§ QUOTED TEXT

Multimedia Cache
Multimedia Content
We wanted to improve as much as possible the experience of the users watching a video (a movie, but also a YouTube-like video) or listening to some audio file. We identified these requirements:
- Support for multiple, out of order, segments (a segment is a part of the file), so the user can move backward and forward in the video without having to download multiple times the same content.
- Persist these segments in the cache, so they can be available even across reboots.
- Support for a size limit.
- Support for a way to identify the "coverage" of the content, to be able to show graphically to the user what parts are still available.
- A crash should have as little as possible impact on the cached content. A corruption is not really acceptable, but the loss of one segment could be tolerated.
One limitation of the current solution, is that we can only have a finite (and relatively small) number of segments.
Also, the current solution does not allow override of content already download. This should really not happen. If the file changes, the cache object should be recreated.
How to create a Multimedia Cache Storage
It is usually better to have a dedicated context for Multimedia files, to not disrupt the work of the normal disk cache. The suggested method to create the context is using Context_Manager_Multimedia::CreateManager().

§ SOURCE MATERIAL
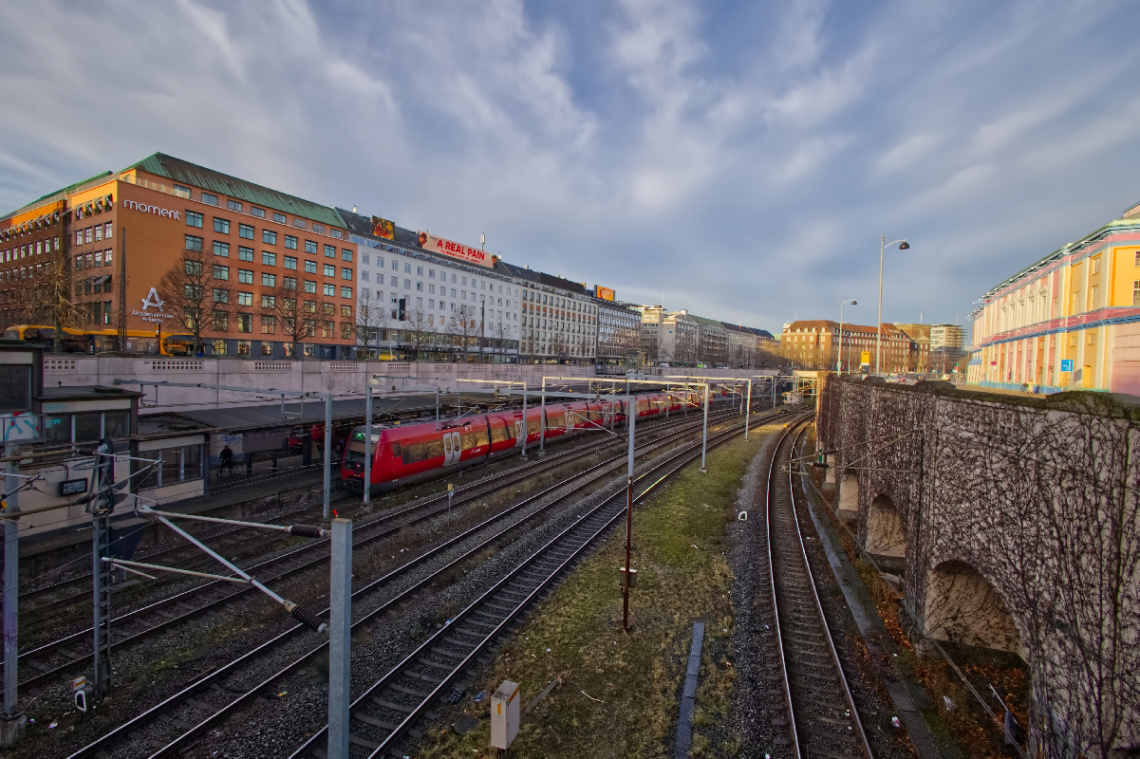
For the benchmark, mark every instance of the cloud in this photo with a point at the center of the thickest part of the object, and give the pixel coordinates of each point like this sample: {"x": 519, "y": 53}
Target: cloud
{"x": 740, "y": 158}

§ WRITTEN REQUEST 1
List every requirement the multimedia cache text gives for improving the experience of users watching video or listening to audio.
§ WRITTEN REQUEST 2
Carry the multimedia cache text forward, picking up right after its final sentence.

§ WRITTEN ANSWER 1
- Support for multiple, out-of-order segments, so the user can move backward and forward in the video without downloading the same content more than once.
- Persisting these segments in the cache so they remain available across reboots.
- Support for a size limit.
- A way to identify the "coverage" of the content, so the parts still available can be shown graphically to the user.
- A crash should have as little impact as possible on the cached content: corruption is not really acceptable, but the loss of one segment could be tolerated.

§ WRITTEN ANSWER 2
The URLs are managed as multimedia when the Cache Storage back-end is of type Multimedia_Storage. This requires that the URL has the URL::KMultimedia attribute set to TRUE, and it should happen as soon as possible (before the Cache_Storage object has been created).
How to download part of a file
To specify what part of the file to download, the URL::KHTTPRangeStart and URL::KHTTPRangeEnd attributes need to be set. The expectation is that the code using URL will download at least 1 or 2 KB of data at a time. Downloading very small parts can affect performances, as depending on the situation, a disk operation could be required.
How to retrieve the coverage
To know if a part of a file is available in the cache, the suggested method is URL::GetPartialCoverage().
In some cases, it could be required to fully download the URL, for example to save it on a file. The method to use is URL::GetNextMissingCoverage().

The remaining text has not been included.